■ PETUNJUK TUGAS:
Tuliskan kembali tanpa perubahan bagian dari kutipan tentang hak koreksi dan reformasi militer di bawah, yang dibuka dengan kata-kata yang memuat "Bagi setiap Negara" dan ditutup dengan "Dasar Warga Negaranya.".

■ KUTIPAN TEKS:
◆ ◆ ◆ ◆ ◆
Begitu juga bagi siapa
saja yang merasa dirugikan nama seseorang atau perusahaan atau siapa saja yang
itu bukan dirinya namun dapat merusak atau merugikan dirinya dapat pula
mengajukan Hak Koreksi terhadap pemberitaan yang dilakukan media pers seperti
halnya hak jawab tadi.
Dengan diperkarakannya
oknum Dandim ini ke Pengadilan Militer adalah langkah baik yang memang harus
dilakukan oleh Panglima Daerah Militer IV Diponegoro, karena ini menunjukkan
adalah perkembangan didalam tubuh Militer Indonesia yang lebih Civilize disbanding sebelum masa
reformasi dimana pelanggaran HAM adalah perbuatan yang jamak dilakukan oleh
kalangan Militer pada saat itu dikuasai oleh rezim “setengah” disetiap Pimpinan
Jajaran Militer.
Bagi setiap Negara yang
beradab Reformasi adalah sesuatu hal yang mutlak yang mestinya harus dilakukan,
dimana penindasan, pemaksaan dan segala bentuk pelanggaran HAM sudah tidak bisa
ditolerir lagi bagi sebuah Negara beradab.sebuah Bangsa yang Besar adalah
bangsa yang menghargai Hak Dasar Warga Negaranya.
◆ ◆ ◆ ◆ ◆
■ CUPLIKAN DATA:

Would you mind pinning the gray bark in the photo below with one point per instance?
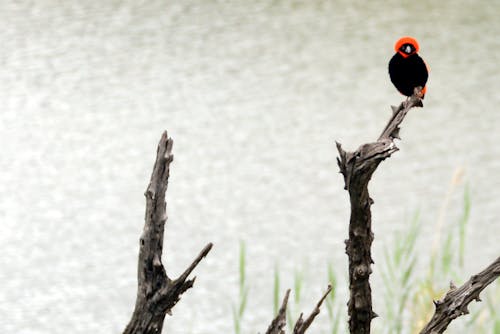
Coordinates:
(157, 294)
(358, 168)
◆ ◆ ◆ ◆ ◆
■ JAWABAN:
Bagi setiap Negara yang
beradab Reformasi adalah sesuatu hal yang mutlak yang mestinya harus dilakukan,
dimana penindasan, pemaksaan dan segala bentuk pelanggaran HAM sudah tidak bisa
ditolerir lagi bagi sebuah Negara beradab.sebuah Bangsa yang Besar adalah
bangsa yang menghargai Hak Dasar Warga Negaranya.